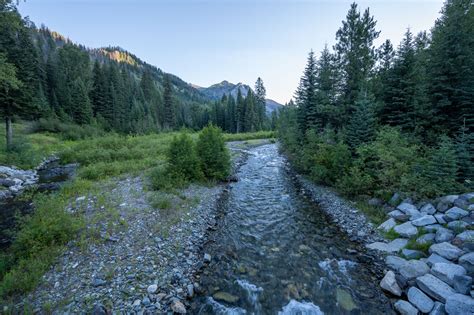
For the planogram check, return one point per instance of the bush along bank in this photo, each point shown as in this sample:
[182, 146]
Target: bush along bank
[430, 255]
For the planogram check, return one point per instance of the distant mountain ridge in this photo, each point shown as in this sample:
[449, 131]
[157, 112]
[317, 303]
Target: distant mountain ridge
[216, 91]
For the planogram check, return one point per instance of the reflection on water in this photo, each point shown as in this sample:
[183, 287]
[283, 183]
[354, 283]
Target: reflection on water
[276, 253]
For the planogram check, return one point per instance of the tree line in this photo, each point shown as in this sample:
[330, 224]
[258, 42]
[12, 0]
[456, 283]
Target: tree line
[44, 75]
[359, 100]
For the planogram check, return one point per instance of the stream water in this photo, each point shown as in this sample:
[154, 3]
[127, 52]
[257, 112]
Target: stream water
[275, 252]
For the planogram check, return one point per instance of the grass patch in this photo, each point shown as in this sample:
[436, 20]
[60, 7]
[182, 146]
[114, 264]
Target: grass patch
[375, 214]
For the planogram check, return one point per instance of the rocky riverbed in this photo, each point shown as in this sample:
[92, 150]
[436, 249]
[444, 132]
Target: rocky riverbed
[142, 253]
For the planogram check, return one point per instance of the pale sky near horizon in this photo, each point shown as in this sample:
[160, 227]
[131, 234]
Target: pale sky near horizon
[208, 41]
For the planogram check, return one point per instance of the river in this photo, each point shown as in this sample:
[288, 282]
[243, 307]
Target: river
[276, 252]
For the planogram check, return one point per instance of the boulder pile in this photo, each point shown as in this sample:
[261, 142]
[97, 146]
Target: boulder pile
[431, 259]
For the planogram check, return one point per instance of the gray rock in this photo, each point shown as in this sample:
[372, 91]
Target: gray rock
[432, 228]
[447, 271]
[178, 307]
[467, 261]
[434, 287]
[406, 230]
[426, 238]
[443, 235]
[459, 304]
[413, 269]
[466, 236]
[456, 213]
[462, 284]
[405, 308]
[152, 289]
[440, 218]
[393, 247]
[424, 220]
[387, 225]
[446, 250]
[434, 258]
[395, 262]
[428, 209]
[457, 225]
[420, 300]
[412, 254]
[389, 283]
[398, 215]
[438, 309]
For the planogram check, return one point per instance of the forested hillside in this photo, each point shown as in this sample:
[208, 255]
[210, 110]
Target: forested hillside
[48, 76]
[374, 120]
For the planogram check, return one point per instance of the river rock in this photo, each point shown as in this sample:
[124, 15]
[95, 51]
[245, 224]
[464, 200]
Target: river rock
[178, 307]
[393, 247]
[440, 218]
[466, 236]
[389, 283]
[435, 258]
[446, 250]
[413, 269]
[447, 271]
[420, 300]
[424, 220]
[467, 261]
[426, 238]
[438, 309]
[152, 289]
[395, 262]
[456, 213]
[405, 308]
[226, 297]
[443, 235]
[398, 215]
[462, 284]
[412, 253]
[428, 209]
[387, 225]
[406, 230]
[459, 304]
[434, 287]
[408, 209]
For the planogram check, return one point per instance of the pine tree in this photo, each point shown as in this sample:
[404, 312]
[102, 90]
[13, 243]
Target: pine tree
[260, 100]
[356, 54]
[361, 127]
[451, 74]
[465, 155]
[168, 105]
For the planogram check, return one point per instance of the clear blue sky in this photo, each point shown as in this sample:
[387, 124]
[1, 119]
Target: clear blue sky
[207, 41]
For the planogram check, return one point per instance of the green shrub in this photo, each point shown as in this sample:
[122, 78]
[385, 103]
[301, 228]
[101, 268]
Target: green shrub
[213, 154]
[182, 159]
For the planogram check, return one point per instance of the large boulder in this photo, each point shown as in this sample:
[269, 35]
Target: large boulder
[447, 271]
[446, 250]
[405, 308]
[406, 230]
[388, 225]
[456, 213]
[420, 300]
[393, 247]
[434, 287]
[467, 261]
[395, 262]
[389, 283]
[424, 220]
[409, 209]
[444, 235]
[413, 269]
[459, 304]
[428, 209]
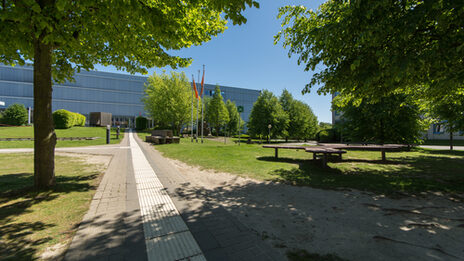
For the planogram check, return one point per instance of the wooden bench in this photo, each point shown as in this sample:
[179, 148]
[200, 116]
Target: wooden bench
[325, 153]
[277, 147]
[382, 148]
[162, 137]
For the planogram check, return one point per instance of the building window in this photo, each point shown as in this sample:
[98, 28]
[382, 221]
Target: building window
[438, 129]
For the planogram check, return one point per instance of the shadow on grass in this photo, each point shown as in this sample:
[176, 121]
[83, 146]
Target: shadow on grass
[396, 176]
[277, 213]
[18, 197]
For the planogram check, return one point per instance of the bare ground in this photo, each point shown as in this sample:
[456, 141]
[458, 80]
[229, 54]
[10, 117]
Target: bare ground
[351, 224]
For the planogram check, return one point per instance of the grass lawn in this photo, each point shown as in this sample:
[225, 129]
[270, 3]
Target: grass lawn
[28, 132]
[416, 171]
[32, 221]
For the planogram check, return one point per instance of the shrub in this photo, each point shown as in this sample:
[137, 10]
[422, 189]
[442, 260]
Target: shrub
[328, 135]
[141, 123]
[63, 119]
[15, 114]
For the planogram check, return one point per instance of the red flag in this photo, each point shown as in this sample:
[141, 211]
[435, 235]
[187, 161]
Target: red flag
[195, 88]
[202, 82]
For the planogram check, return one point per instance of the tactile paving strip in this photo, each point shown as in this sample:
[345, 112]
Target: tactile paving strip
[167, 237]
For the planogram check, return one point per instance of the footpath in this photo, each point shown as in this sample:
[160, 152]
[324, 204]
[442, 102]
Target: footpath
[137, 214]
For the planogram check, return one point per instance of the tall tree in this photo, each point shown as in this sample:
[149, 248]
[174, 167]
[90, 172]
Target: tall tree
[61, 36]
[216, 113]
[234, 118]
[377, 48]
[449, 111]
[267, 110]
[392, 119]
[168, 100]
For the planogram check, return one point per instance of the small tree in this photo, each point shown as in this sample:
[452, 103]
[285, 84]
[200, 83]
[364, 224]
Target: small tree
[302, 121]
[216, 112]
[168, 100]
[449, 111]
[234, 118]
[15, 114]
[267, 110]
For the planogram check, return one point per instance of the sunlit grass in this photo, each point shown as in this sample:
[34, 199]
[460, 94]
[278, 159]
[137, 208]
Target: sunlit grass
[31, 221]
[28, 132]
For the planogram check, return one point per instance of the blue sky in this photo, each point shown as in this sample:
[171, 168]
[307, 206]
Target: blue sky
[245, 56]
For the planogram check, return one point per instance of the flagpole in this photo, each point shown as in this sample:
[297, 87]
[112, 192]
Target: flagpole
[198, 106]
[202, 103]
[192, 116]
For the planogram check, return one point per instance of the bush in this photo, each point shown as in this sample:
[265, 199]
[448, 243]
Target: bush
[15, 115]
[141, 123]
[63, 119]
[328, 135]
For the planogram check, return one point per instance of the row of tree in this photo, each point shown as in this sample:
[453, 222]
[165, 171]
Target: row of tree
[169, 100]
[282, 117]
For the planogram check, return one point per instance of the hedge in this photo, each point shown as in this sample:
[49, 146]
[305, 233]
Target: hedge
[328, 135]
[141, 123]
[65, 119]
[15, 114]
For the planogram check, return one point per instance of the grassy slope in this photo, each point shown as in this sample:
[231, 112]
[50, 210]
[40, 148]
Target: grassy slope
[31, 221]
[28, 132]
[415, 171]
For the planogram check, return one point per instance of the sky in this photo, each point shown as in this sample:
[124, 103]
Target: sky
[245, 56]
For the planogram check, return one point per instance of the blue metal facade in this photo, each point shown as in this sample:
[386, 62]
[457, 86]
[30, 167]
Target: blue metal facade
[119, 94]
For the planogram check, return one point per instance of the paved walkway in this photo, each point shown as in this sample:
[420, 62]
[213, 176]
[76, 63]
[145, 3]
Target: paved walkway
[137, 213]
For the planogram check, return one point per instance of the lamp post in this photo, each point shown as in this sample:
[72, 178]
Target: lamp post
[269, 127]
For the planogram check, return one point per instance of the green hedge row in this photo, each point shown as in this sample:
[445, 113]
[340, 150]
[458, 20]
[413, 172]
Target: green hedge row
[15, 114]
[65, 119]
[141, 123]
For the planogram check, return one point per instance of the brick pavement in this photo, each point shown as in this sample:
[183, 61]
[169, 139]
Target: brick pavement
[218, 233]
[112, 228]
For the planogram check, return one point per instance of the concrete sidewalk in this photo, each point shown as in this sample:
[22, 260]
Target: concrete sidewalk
[219, 234]
[131, 217]
[112, 228]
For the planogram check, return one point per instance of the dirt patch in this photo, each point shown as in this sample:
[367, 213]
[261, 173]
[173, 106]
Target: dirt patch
[351, 224]
[99, 162]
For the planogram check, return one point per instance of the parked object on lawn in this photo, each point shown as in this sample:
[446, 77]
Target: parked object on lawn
[99, 119]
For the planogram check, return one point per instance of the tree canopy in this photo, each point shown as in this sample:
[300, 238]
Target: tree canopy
[267, 110]
[61, 36]
[449, 111]
[216, 113]
[168, 100]
[392, 119]
[377, 48]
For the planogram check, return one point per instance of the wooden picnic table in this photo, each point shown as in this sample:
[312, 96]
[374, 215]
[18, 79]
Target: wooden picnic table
[277, 147]
[325, 151]
[382, 148]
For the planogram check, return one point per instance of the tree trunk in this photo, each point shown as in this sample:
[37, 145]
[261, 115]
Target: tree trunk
[44, 132]
[451, 140]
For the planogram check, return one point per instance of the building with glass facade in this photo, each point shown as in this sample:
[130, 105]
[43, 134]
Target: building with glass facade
[118, 94]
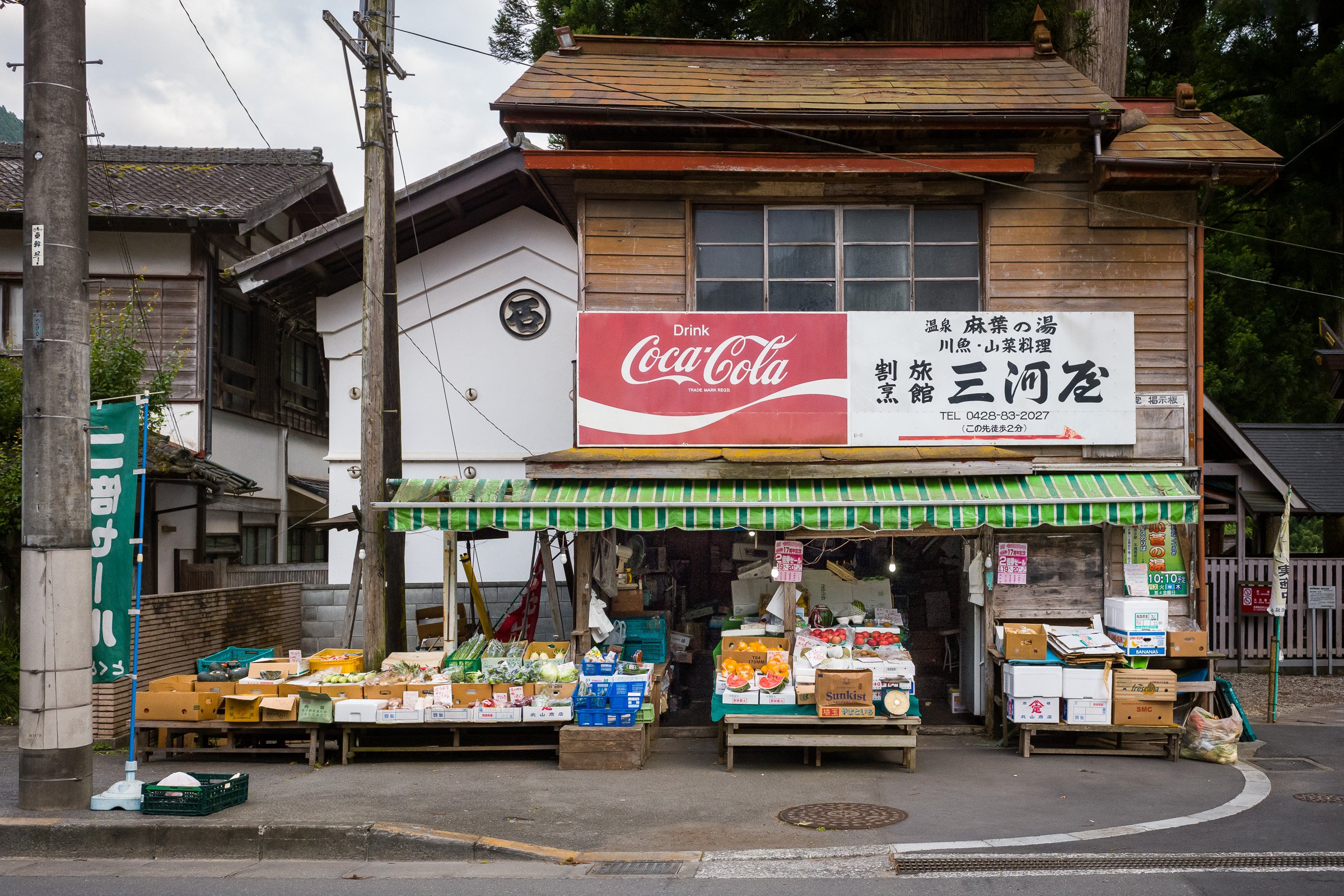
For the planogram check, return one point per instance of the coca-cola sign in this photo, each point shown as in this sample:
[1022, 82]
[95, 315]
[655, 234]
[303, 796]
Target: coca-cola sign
[711, 379]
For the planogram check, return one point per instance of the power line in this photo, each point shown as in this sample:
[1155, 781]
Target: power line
[858, 150]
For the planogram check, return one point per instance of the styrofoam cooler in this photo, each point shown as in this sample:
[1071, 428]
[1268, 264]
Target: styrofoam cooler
[1033, 680]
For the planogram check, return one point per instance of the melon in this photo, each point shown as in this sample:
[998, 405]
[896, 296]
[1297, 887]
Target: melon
[737, 683]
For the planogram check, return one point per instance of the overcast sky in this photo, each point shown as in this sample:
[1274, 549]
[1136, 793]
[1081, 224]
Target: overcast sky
[158, 85]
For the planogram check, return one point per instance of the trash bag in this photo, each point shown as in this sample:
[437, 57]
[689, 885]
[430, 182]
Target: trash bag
[1208, 738]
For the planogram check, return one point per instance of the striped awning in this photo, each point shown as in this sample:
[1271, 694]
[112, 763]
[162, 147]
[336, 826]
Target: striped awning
[875, 504]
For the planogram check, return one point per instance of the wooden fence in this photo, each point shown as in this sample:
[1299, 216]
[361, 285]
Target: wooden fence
[178, 629]
[1224, 575]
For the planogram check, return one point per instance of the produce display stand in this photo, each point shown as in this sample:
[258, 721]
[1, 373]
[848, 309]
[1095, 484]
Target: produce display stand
[815, 734]
[279, 736]
[355, 738]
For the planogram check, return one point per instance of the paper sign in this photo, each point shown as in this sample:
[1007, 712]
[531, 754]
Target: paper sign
[1012, 563]
[788, 561]
[1136, 580]
[1322, 597]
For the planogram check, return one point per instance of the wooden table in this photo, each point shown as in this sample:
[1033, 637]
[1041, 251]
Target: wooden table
[354, 732]
[311, 734]
[815, 734]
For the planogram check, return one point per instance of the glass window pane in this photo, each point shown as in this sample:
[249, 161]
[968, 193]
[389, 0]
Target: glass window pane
[803, 297]
[946, 226]
[877, 296]
[877, 261]
[803, 261]
[727, 226]
[946, 296]
[729, 297]
[946, 261]
[803, 226]
[877, 225]
[727, 261]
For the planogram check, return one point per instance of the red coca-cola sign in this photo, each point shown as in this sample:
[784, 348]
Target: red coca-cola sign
[682, 379]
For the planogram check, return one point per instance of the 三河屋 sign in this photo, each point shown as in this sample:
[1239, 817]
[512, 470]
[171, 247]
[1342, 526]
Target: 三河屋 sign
[857, 378]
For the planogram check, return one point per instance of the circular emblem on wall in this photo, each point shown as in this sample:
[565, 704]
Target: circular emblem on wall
[526, 314]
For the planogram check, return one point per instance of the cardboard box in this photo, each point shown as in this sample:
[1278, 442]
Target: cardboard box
[1034, 682]
[1146, 684]
[360, 710]
[1086, 712]
[1034, 710]
[846, 688]
[1140, 644]
[174, 683]
[242, 708]
[280, 708]
[1086, 684]
[1141, 712]
[1025, 641]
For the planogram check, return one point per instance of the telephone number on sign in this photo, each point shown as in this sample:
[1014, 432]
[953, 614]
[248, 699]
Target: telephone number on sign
[1007, 416]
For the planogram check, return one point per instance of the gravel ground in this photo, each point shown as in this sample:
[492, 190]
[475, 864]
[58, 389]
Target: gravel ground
[1295, 692]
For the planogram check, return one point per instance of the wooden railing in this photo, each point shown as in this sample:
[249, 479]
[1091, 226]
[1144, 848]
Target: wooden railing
[1254, 640]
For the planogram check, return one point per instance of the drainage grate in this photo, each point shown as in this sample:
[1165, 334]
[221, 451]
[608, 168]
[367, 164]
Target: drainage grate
[1320, 799]
[1289, 763]
[1093, 863]
[666, 870]
[842, 816]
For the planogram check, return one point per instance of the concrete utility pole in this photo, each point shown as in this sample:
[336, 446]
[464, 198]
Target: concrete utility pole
[381, 441]
[55, 654]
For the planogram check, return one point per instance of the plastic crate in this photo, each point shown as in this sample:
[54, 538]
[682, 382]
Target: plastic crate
[234, 657]
[216, 793]
[604, 718]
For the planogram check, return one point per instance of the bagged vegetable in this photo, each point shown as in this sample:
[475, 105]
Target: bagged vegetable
[1208, 738]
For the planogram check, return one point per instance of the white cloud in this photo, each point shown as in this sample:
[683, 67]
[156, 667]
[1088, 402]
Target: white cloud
[159, 86]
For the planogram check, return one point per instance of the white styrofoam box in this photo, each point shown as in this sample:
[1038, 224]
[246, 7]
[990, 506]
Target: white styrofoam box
[1086, 684]
[1088, 712]
[1034, 710]
[358, 710]
[1136, 614]
[1033, 680]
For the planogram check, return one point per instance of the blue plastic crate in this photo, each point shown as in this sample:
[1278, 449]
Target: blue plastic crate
[604, 718]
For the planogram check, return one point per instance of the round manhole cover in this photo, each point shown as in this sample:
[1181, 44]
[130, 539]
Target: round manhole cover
[842, 816]
[1320, 799]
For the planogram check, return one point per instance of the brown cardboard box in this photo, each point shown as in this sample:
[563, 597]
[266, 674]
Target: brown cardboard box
[1141, 712]
[1025, 641]
[1144, 684]
[280, 708]
[176, 706]
[851, 689]
[172, 683]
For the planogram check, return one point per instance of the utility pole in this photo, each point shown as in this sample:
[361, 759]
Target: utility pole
[381, 441]
[55, 654]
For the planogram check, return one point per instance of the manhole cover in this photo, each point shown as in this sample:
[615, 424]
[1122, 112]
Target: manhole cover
[1320, 799]
[842, 816]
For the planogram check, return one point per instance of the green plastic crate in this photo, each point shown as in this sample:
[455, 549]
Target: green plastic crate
[216, 793]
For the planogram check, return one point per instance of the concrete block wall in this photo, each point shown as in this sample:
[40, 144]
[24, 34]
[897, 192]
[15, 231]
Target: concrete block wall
[324, 612]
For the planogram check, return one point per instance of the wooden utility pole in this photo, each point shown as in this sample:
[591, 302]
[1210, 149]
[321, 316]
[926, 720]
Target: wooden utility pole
[381, 441]
[55, 655]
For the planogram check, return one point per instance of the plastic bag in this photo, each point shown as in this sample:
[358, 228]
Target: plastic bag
[1208, 738]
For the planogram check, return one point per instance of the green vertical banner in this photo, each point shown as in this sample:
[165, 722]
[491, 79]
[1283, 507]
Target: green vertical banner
[113, 489]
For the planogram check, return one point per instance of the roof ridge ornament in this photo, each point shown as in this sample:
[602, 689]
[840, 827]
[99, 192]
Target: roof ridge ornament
[1040, 38]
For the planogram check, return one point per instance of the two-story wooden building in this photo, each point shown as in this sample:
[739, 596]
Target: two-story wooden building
[905, 301]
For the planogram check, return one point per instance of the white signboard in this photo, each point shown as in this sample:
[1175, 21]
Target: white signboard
[991, 378]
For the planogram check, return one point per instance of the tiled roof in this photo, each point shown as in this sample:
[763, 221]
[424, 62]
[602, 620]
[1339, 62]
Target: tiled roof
[803, 78]
[179, 182]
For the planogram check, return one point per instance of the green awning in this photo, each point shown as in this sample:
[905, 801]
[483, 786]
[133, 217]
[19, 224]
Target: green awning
[875, 504]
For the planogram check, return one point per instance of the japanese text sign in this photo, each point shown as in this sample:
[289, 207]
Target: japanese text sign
[113, 441]
[857, 378]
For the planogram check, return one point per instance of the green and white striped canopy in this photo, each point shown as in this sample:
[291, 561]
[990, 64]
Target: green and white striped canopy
[875, 504]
☆ ☆ ☆ ☆ ☆
Copy out the lines from the line containing "of the two-story" to the end of the listing above, without alteration.

For the planogram check, return one point per instance of the two-story wooden building in this photo, each point shown as in this sample:
[739, 596]
Target: two-story wooden building
[905, 301]
For the planogram check, return one point per instance of the white signboard in this photo, each point shown as in this sample:
[1175, 21]
Target: white signboard
[991, 378]
For the planogram check, return one point per instance of the tiled roof in this photo, each point shown as in this sample:
[763, 221]
[424, 62]
[602, 620]
[1339, 62]
Target: tiled roof
[803, 78]
[179, 182]
For the planogram check, return one point per instance of the green awning in this photo, each point shown as in this sample:
[905, 801]
[483, 786]
[133, 217]
[19, 224]
Target: green awning
[875, 504]
For the planogram check, return one point per instance of the japanese text sign in this photo, each point shown as in this sample:
[289, 207]
Target: japanese text sign
[113, 441]
[857, 378]
For the planogram check, return one point per instance of the green and white striped canopy in this photo, each point shown as in this sample:
[291, 561]
[990, 64]
Target: green and white striped canopy
[875, 504]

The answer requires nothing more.